[Records contained in a dataset]

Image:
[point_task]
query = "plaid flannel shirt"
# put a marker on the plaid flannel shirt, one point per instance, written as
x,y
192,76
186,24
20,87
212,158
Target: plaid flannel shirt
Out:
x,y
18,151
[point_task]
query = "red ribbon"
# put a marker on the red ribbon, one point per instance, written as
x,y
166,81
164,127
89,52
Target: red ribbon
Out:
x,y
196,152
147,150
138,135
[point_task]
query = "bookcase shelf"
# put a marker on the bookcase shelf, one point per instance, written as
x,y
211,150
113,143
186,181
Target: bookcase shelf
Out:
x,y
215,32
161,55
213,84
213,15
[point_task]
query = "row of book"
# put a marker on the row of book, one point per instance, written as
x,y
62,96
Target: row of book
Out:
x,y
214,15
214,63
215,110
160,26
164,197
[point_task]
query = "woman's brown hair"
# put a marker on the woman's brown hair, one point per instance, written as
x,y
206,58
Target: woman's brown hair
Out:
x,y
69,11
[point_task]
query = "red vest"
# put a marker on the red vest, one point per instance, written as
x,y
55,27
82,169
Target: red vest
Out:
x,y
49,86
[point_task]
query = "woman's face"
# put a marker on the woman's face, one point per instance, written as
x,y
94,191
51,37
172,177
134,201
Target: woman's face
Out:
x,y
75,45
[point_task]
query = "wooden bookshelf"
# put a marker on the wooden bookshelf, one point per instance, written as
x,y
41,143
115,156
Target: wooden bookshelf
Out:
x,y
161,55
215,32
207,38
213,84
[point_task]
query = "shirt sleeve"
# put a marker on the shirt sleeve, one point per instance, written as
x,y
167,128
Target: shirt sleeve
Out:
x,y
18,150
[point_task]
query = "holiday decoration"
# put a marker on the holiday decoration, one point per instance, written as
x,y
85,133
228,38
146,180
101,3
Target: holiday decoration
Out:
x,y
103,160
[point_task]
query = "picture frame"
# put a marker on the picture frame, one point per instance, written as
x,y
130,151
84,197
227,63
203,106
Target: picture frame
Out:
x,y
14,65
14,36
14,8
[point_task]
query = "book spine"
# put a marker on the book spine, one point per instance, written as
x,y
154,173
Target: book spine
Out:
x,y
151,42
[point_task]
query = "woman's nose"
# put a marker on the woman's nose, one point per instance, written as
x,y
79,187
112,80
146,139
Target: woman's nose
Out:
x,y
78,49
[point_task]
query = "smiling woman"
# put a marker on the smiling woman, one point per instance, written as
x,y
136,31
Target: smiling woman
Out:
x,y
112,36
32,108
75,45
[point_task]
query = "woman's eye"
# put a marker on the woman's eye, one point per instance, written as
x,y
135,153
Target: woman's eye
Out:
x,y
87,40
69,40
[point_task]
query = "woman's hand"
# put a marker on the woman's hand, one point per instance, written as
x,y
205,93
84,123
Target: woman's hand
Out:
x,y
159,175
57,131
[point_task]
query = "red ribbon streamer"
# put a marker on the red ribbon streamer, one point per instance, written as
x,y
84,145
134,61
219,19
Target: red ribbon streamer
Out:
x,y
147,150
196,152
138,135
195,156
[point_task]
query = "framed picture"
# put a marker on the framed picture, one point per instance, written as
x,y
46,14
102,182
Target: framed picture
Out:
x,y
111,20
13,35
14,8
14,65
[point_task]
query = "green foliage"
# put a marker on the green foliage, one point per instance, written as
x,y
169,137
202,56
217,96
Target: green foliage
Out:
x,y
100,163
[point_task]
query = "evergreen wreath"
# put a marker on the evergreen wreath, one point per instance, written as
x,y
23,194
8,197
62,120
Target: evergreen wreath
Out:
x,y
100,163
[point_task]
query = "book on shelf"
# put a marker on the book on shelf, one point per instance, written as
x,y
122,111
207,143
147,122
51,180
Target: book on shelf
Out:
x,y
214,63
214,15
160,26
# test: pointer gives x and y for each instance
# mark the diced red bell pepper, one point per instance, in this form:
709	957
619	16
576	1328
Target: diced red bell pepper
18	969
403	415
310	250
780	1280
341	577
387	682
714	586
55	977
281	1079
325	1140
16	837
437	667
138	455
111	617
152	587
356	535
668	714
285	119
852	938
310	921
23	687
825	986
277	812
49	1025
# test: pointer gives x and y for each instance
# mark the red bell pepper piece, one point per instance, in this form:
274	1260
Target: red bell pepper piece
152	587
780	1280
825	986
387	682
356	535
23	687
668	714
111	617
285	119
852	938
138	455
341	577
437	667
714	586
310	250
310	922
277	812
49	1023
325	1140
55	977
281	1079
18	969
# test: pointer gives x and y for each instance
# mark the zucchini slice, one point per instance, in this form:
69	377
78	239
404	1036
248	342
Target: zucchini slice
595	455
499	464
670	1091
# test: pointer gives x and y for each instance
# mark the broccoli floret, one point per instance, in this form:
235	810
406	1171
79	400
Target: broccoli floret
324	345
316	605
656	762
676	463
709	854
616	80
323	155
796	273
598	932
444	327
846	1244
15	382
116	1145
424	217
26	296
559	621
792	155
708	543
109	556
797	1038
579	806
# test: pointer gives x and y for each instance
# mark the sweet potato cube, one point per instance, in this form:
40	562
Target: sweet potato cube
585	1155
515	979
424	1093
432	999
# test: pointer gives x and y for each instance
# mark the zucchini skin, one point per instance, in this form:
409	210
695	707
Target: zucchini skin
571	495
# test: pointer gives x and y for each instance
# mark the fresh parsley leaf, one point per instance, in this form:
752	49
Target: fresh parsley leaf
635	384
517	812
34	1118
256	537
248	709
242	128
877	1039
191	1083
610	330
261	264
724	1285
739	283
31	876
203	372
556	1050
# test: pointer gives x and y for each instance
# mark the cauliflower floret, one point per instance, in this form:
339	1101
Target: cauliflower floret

ABOUT THIS TASK:
Retype all of the data word for word.

SOLUTION BELOW:
Image:
[point_task]
query = "plaid flannel shirt"
# put a marker on the plaid flannel shirt, one point per instance, written as
x,y
192,76
186,24
20,87
212,158
Target: plaid flannel shirt
Out:
x,y
18,151
[point_task]
query = "red ribbon"
# put a marker on the red ribbon, one point per instance, written as
x,y
166,81
164,127
89,52
Target: red ribbon
Out:
x,y
196,152
147,150
138,135
[point_task]
query = "bookcase shelf"
# put a marker on the bookcase shelf, one point per instance, written as
x,y
211,150
113,143
186,181
Target: bookcase shelf
Out:
x,y
215,32
161,55
213,84
213,15
[point_task]
query = "row of book"
# put a marker on the row of book, one point per instance, written as
x,y
62,96
Target: row of book
Out:
x,y
214,15
214,63
215,110
160,26
164,197
[point_task]
query = "woman's brown hair"
# put a marker on the woman's brown hair, one point per instance, written as
x,y
206,58
Target: woman's brown hair
Out:
x,y
69,11
[point_task]
query = "red vest"
# put a marker on the red vest, one point per instance, written as
x,y
55,27
82,169
Target: red vest
Out:
x,y
49,86
[point_task]
query = "woman's face"
# put a marker on the woman's face, one point per instance, written as
x,y
94,191
51,37
172,177
134,201
Target: woman's face
Out:
x,y
75,45
[point_task]
query = "wooden bookshelf"
# put a marker on the wooden bookshelf, one point per instance, written as
x,y
41,143
115,156
Target: wooden bookshelf
Out:
x,y
161,55
215,32
207,38
213,84
[point_task]
query = "shirt sleeve"
# put a marker on the shirt sleeve, one point per instance, written as
x,y
167,128
Target: shirt sleeve
Out:
x,y
18,150
[point_task]
query = "holiday decoration"
# put a marker on the holiday decoration, one point per instance, written as
x,y
85,133
228,38
146,180
101,3
Target: holiday decoration
Out:
x,y
103,160
[point_task]
query = "picture frame"
# put a marker on the picture frame, one point per instance, written as
x,y
130,151
84,197
227,63
203,106
Target: picture frame
Out:
x,y
14,65
14,36
14,8
[point_task]
query = "book spine"
# put a marker on the book spine, one point per instance, written as
x,y
154,173
Target: book spine
Out:
x,y
151,42
[point_task]
query = "woman's nose"
# put a marker on the woman's nose, one point per instance, written as
x,y
79,187
112,80
146,139
Target: woman's nose
Out:
x,y
78,49
[point_task]
query = "smiling woman"
# put a marker on the smiling woman, one point per instance, written as
x,y
136,31
Target: smiling woman
Out:
x,y
112,36
32,108
75,45
[point_task]
query = "woman's eye"
# put a marker on the woman's eye, one point per instance, written as
x,y
135,153
Target: woman's eye
Out:
x,y
87,40
69,40
[point_task]
query = "woman's hand"
# put a marker on the woman's hand, one point per instance, written as
x,y
205,93
84,123
Target: woman's hand
Out:
x,y
159,175
57,131
[point_task]
query = "red ribbon streamer"
# put a marker on the red ribbon streamer, one point per instance, written as
x,y
84,145
134,61
219,19
Target: red ribbon streamer
Out:
x,y
147,150
196,152
138,135
195,156
[point_task]
query = "framed picture"
# put a marker on the framed picture, one point per instance, written as
x,y
46,14
102,182
Target: framed picture
Out:
x,y
111,20
13,35
14,8
14,65
[point_task]
query = "green foliage"
# put a marker on the green foliage, one point per instance, written as
x,y
169,137
202,56
217,96
Target: green foliage
Out:
x,y
100,163
[point_task]
query = "evergreen wreath"
# put a marker on the evergreen wreath, one point per instance, written as
x,y
23,194
8,197
62,120
Target: evergreen wreath
Out:
x,y
100,163
[point_task]
query = "book on shelf"
# put a marker on the book on shelf, one point per instance, written as
x,y
122,111
207,143
147,122
51,180
Target: book on shelf
Out:
x,y
214,63
214,15
160,26
# test: pointer gives x and y for each instance
# mark the diced red bell pepper, one point per instance, in this form:
709	957
619	16
576	1328
Target: diced red bell pepper
18	969
403	415
310	250
780	1280
341	577
387	682
714	586
55	977
281	1079
325	1140
16	837
437	667
138	455
111	617
152	587
356	535
668	714
285	119
852	938
310	921
23	687
825	986
277	812
49	1025
# test: pointer gives x and y for each instance
# mark the red bell pepper piece, one point per instance, in this form:
274	1260
Target: red bell pepper piece
152	587
780	1280
825	986
387	682
356	535
23	687
668	714
111	617
285	119
852	938
138	455
341	577
437	667
714	586
310	250
310	922
277	812
49	1023
325	1140
55	977
281	1079
18	969
# test: pointer gives x and y for each instance
# mark the zucchini slice, one point per instance, in this form:
69	377
78	239
404	1036
248	342
Target: zucchini slice
595	455
499	464
670	1091
# test: pointer gives x and y for each instance
# mark the broccoli floret, one point per instance, in this form:
235	810
406	1171
79	400
Target: broccoli floret
324	345
316	605
656	762
676	463
709	854
616	80
323	155
796	273
598	932
444	327
846	1244
15	382
116	1145
424	217
26	296
559	621
792	155
708	543
109	556
797	1038
579	806
# test: pointer gives x and y for each instance
# mark the sweet potato cube, one point per instance, in this form:
40	562
Target: sweet potato cube
585	1155
515	979
424	1093
432	999
# test: pointer gives x and y for each instance
# mark the zucchini skin, one point per instance, in this form:
409	210
695	707
Target: zucchini skin
571	495
# test: pointer gives x and y for each instance
# mark the fresh parsley leaf, one point per instance, in this form:
752	49
Target: fresh parsley leaf
635	384
517	812
34	1118
256	537
248	709
242	128
877	1039
191	1083
610	330
261	264
724	1285
739	283
31	876
203	372
556	1050
# test: pointer gives x and y for each instance
# mark the cauliflower floret, one point per instance, in this form:
339	1101
Target: cauliflower floret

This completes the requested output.